Reproduce the text of each entry below word for word, without the pictures.

— Begin RECORDS PROVIDED —

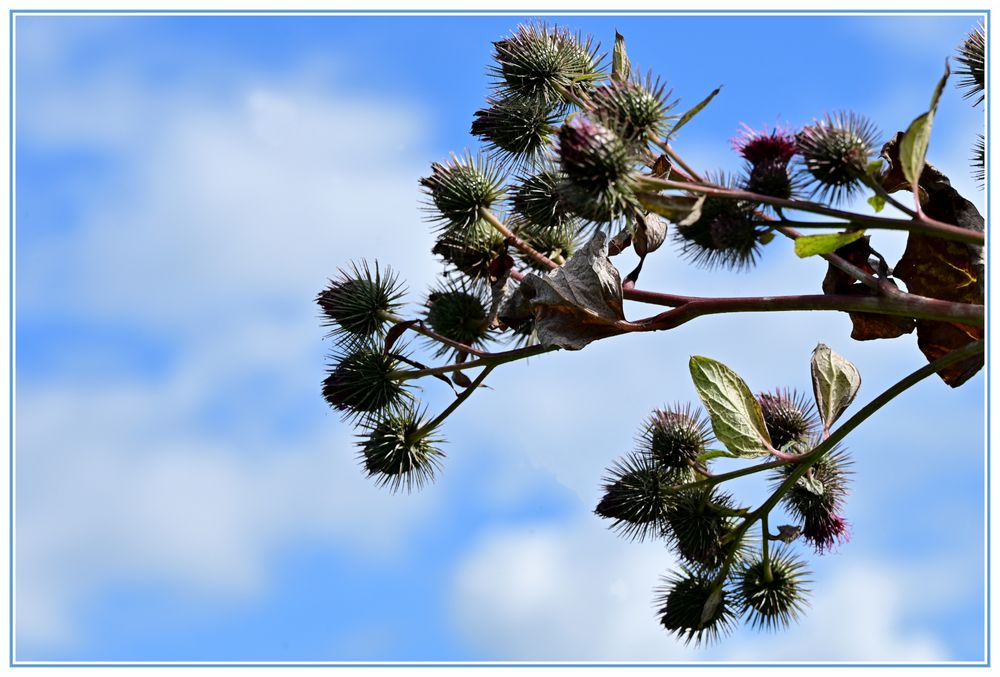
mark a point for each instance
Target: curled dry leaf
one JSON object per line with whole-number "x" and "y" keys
{"x": 941, "y": 269}
{"x": 572, "y": 305}
{"x": 867, "y": 326}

— End RECORDS PROVIDED —

> _SOLUTION TO THIS TASK_
mark a point for each instance
Target: curled dry leaf
one JSON object per line with whole-number "x" and "y" keys
{"x": 941, "y": 269}
{"x": 572, "y": 305}
{"x": 867, "y": 326}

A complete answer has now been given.